(本文抜粋):
小林:ラグビーボールだけを見つめ、念願の花園に行き、小さいころからの目標を達成したときに、自分の内面に何か地殻変動とも言うべきことが起こりました。自分の中のマグマが、今までとは違う方向に動いたというか。どうせだったらそのエネルギーを社会課題の解決に使いたいと思っていました。
偉そうに聞こえるかもしれませんが、自分の中の熱をもっと人のために向けたかったんです。世界には、そうした力を必要としている場所がたくさんありますからね。だから二枚目の名刺の活動には、以前から興味を持っていました。
――指導者や保護者にアプローチして、スポーツ教育の環境を変えるという目的で設立したスポーツコーチング・イニシアチブの活動と、リンクする部分はあったんですか?
小林:そもそも日本のスポーツコーチって、“2枚目の名刺”としてやっている方が多いと思うんです。つまり、プロコーチではなくボランティアコーチ。週末にお父さんがサッカーチームのコーチをやっていたり。そういう人たちに着目し、エンパワーメントしたかった。一生懸命にやっているのは分かるのですが、生徒の方から見ると、なぜそのやり方なんだろうと疑問に思う部分が未だにある。そのような現場に風穴を開けるためにNPOを立ち上げたんです。
――NPO二枚目の名刺の理念は、すぐに理解できましたか?
小林:3秒ぐらいで(笑)。なぜなら、僕自身がずっと2枚目で生きてきましたから。ラグビーが終わってからは、何かと何かを常に並行しながらやってきた。ただ、そもそも「2枚目」って言っている時点で、この活動の普及スピードは上がっていかないんじゃないか、とも思っているんです。
そんな考え方に至ったのは、ワシントンD.C.に留学したときの体験があったからだ。現地では、「プロボノ」といって、多くの専門的な知識を持った人たちがオフィスワーク以外の時間を使い、地域のボランティアやイベントに参加していた。それも片手間ではなく、「命を懸けて」(小林さん)。それが衝撃的だったという。

(使用データ):

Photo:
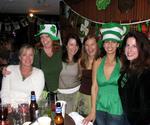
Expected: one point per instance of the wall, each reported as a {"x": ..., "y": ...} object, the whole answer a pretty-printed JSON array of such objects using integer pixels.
[{"x": 87, "y": 8}]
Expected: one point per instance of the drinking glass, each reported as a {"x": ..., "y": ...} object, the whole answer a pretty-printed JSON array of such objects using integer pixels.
[{"x": 3, "y": 112}]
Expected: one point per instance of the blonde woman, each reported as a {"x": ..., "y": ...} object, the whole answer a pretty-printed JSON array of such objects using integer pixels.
[{"x": 24, "y": 78}]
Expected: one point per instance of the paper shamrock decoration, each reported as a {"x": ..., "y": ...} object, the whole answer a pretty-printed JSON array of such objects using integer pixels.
[
  {"x": 102, "y": 4},
  {"x": 84, "y": 28}
]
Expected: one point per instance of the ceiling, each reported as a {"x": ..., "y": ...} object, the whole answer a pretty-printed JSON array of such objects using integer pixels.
[{"x": 48, "y": 7}]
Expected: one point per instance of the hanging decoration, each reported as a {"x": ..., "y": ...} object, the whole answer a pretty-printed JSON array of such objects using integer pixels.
[
  {"x": 84, "y": 30},
  {"x": 102, "y": 4},
  {"x": 0, "y": 26},
  {"x": 143, "y": 27},
  {"x": 12, "y": 25},
  {"x": 16, "y": 25},
  {"x": 24, "y": 22},
  {"x": 125, "y": 5},
  {"x": 7, "y": 27}
]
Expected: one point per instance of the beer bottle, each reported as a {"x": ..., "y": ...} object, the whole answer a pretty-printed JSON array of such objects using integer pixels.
[
  {"x": 34, "y": 111},
  {"x": 58, "y": 119}
]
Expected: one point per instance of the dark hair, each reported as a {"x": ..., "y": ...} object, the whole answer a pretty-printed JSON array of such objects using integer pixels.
[
  {"x": 64, "y": 49},
  {"x": 84, "y": 56},
  {"x": 143, "y": 60}
]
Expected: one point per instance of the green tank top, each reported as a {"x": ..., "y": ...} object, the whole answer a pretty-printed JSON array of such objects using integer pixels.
[{"x": 108, "y": 99}]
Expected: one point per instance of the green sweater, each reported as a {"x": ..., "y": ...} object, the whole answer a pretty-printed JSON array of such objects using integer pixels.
[{"x": 51, "y": 67}]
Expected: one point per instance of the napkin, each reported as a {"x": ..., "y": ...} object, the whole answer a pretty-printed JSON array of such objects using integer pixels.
[{"x": 78, "y": 118}]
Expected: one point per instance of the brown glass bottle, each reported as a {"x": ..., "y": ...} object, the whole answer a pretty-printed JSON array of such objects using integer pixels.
[
  {"x": 58, "y": 119},
  {"x": 34, "y": 111}
]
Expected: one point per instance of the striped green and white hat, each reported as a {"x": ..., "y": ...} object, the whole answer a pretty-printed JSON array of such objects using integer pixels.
[
  {"x": 49, "y": 29},
  {"x": 112, "y": 32}
]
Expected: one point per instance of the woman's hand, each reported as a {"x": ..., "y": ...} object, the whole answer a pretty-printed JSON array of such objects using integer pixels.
[
  {"x": 90, "y": 118},
  {"x": 5, "y": 72}
]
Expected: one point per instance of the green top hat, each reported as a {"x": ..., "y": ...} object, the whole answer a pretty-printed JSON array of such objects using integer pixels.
[
  {"x": 112, "y": 32},
  {"x": 49, "y": 29}
]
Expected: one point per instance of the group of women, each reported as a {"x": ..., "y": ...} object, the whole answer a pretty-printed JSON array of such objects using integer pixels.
[{"x": 111, "y": 89}]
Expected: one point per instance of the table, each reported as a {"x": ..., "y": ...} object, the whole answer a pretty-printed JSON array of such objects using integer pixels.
[{"x": 68, "y": 121}]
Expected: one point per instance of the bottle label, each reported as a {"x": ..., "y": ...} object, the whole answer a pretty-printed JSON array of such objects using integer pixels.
[
  {"x": 36, "y": 114},
  {"x": 33, "y": 98},
  {"x": 58, "y": 110}
]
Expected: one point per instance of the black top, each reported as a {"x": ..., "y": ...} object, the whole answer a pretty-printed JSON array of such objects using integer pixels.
[{"x": 134, "y": 92}]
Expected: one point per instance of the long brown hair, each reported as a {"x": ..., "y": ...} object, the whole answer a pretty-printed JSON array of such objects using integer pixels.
[{"x": 143, "y": 60}]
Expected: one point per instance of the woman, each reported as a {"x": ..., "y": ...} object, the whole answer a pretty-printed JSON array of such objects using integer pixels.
[
  {"x": 134, "y": 82},
  {"x": 90, "y": 52},
  {"x": 106, "y": 104},
  {"x": 24, "y": 78},
  {"x": 69, "y": 81},
  {"x": 48, "y": 58}
]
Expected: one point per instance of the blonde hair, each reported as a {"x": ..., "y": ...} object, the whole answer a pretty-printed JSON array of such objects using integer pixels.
[{"x": 26, "y": 47}]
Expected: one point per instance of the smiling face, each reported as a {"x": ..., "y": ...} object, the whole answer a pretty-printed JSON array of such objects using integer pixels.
[
  {"x": 131, "y": 50},
  {"x": 26, "y": 57},
  {"x": 91, "y": 47},
  {"x": 46, "y": 40},
  {"x": 110, "y": 47},
  {"x": 72, "y": 47}
]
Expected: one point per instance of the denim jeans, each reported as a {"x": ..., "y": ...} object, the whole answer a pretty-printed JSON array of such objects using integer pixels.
[{"x": 103, "y": 118}]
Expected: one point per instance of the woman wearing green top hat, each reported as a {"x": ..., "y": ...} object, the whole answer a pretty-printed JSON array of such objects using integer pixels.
[
  {"x": 48, "y": 58},
  {"x": 106, "y": 104}
]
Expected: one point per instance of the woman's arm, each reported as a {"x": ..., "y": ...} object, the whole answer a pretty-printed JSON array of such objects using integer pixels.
[
  {"x": 5, "y": 91},
  {"x": 39, "y": 83},
  {"x": 94, "y": 90}
]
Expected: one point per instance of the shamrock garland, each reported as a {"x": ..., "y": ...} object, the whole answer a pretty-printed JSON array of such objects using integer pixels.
[
  {"x": 53, "y": 29},
  {"x": 42, "y": 27},
  {"x": 102, "y": 4}
]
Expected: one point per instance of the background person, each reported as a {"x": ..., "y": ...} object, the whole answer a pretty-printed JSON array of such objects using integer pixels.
[
  {"x": 134, "y": 82},
  {"x": 24, "y": 78},
  {"x": 48, "y": 58}
]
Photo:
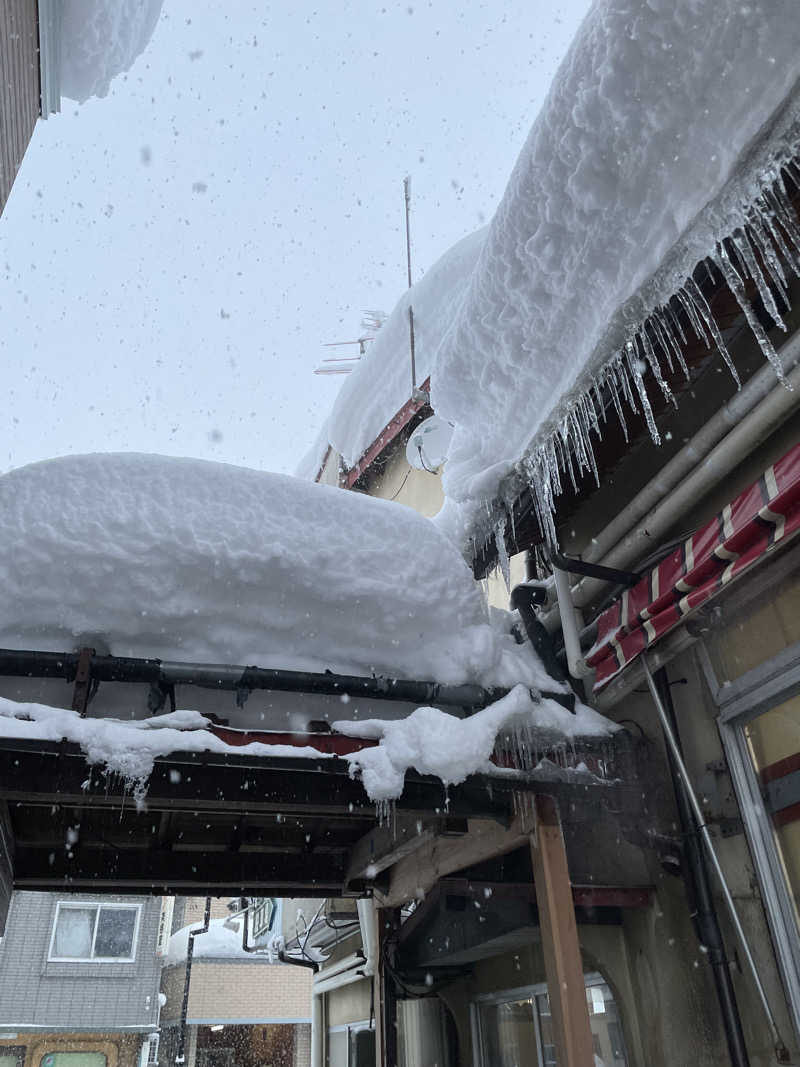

(課題一覧):
1: 小林さんへのインタビューについて、次の問いに答えよ。
(a) 日本のスポーツコーチの多くは何としてコーチをしていると小林さんは述べているか。
(b) NPO二枚目の名刺の理念を理解するのに、どれくらいかかったと答えているか。
(c) 小林さんが留学した都市はどこか。
2: 記録のうち、「Expected: one point per instance of the denim」を含む行から記録の最後の行までを、「integer pixels」を「whole pixels」に置き換えて書き直してください。ほかは一切変えず、画像は答えに含めないこと。

(解答):
1:
(a) 「2枚目の名刺」として、つまりプロコーチではなくボランティアコーチとしてやっている。
(b) 3秒ぐらい。
(c) ワシントンD.C.

2:
Expected: one point per instance of the denim jeans, each reported as a {"x": ..., "y": ...} object, the whole answer a pretty-printed JSON array of such objects using whole pixels.
[{"x": 103, "y": 118}]
Expected: one point per instance of the woman wearing green top hat, each reported as a {"x": ..., "y": ...} object, the whole answer a pretty-printed JSON array of such objects using whole pixels.
[
  {"x": 48, "y": 58},
  {"x": 106, "y": 104}
]
Expected: one point per instance of the woman's arm, each reported as a {"x": ..., "y": ...} object, the whole answer a pretty-printed JSON array of such objects using whole pixels.
[
  {"x": 5, "y": 91},
  {"x": 39, "y": 83},
  {"x": 94, "y": 90}
]
Expected: one point per instance of the shamrock garland, each reported as a {"x": ..., "y": ...} object, the whole answer a pretty-printed JSON array of such objects using whole pixels.
[
  {"x": 53, "y": 29},
  {"x": 42, "y": 27},
  {"x": 102, "y": 4}
]
Expected: one point per instance of the background person, each reported as a {"x": ..., "y": ...} object, the whole answer a pretty-printed JSON array of such objects using whole pixels.
[
  {"x": 134, "y": 82},
  {"x": 24, "y": 78},
  {"x": 48, "y": 58}
]
Photo:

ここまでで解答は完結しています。